### Provided entries
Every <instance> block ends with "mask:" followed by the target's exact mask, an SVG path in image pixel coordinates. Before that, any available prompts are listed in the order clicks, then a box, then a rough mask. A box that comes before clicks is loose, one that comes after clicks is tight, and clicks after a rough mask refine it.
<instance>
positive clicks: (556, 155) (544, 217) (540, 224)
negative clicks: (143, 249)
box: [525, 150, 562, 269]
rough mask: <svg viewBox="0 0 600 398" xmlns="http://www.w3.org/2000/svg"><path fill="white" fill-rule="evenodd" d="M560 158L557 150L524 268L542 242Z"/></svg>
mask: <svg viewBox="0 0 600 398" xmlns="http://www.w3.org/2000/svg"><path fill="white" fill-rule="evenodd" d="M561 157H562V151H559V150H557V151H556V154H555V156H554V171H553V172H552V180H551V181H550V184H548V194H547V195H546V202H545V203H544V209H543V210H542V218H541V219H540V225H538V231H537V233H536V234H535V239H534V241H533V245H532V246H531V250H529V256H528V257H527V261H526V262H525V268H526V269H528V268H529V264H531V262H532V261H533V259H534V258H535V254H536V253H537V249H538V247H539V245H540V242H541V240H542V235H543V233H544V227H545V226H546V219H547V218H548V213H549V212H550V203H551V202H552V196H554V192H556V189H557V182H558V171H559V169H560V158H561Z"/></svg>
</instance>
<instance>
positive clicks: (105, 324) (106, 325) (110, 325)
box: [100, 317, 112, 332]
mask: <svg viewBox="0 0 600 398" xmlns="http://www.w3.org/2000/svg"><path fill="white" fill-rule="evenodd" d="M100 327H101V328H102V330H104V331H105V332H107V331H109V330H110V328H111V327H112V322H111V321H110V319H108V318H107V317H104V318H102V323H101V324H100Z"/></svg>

### What to work on
Render all of the data above as a Markdown table with two columns, No. and Text, giving each line its row number and leaving out blank lines.

### Result of this exercise
| No. | Text |
|---|---|
| 1 | Every <instance> block ends with "mask:" followed by the target's exact mask, an SVG path in image pixel coordinates. Before that, any available prompts are listed in the order clicks, then a box, then a rough mask. A box that comes before clicks is loose, one that comes after clicks is tight, and clicks after a rough mask refine it. |
| 2 | <instance> |
| 3 | positive clicks: (556, 155) (544, 217) (540, 224) |
| 4 | negative clicks: (143, 249) |
| 5 | box: [525, 150, 562, 269] |
| 6 | rough mask: <svg viewBox="0 0 600 398" xmlns="http://www.w3.org/2000/svg"><path fill="white" fill-rule="evenodd" d="M560 158L557 150L524 268L542 242Z"/></svg> |
| 7 | mask: <svg viewBox="0 0 600 398" xmlns="http://www.w3.org/2000/svg"><path fill="white" fill-rule="evenodd" d="M561 157H562V151H559V150H557V151H556V154H555V156H554V171H553V172H552V180H551V181H550V184H548V194H547V195H546V202H545V203H544V209H543V210H542V218H541V219H540V225H538V231H537V233H536V234H535V239H534V241H533V245H532V246H531V250H529V256H528V257H527V261H526V262H525V268H526V269H528V268H529V264H531V262H532V261H533V259H534V258H535V254H536V253H537V249H538V247H539V245H540V242H541V240H542V235H543V233H544V227H545V226H546V219H547V218H548V213H549V212H550V203H551V202H552V196H554V192H556V189H557V182H558V171H559V169H560V158H561Z"/></svg> |
| 8 | </instance> |
| 9 | <instance> |
| 10 | positive clicks: (105, 324) (106, 325) (110, 325) |
| 11 | box: [100, 317, 112, 332] |
| 12 | mask: <svg viewBox="0 0 600 398" xmlns="http://www.w3.org/2000/svg"><path fill="white" fill-rule="evenodd" d="M100 327H101V328H102V330H104V331H105V332H107V331H109V330H110V328H111V327H112V322H111V321H110V319H108V318H107V317H104V318H102V323H101V324H100Z"/></svg> |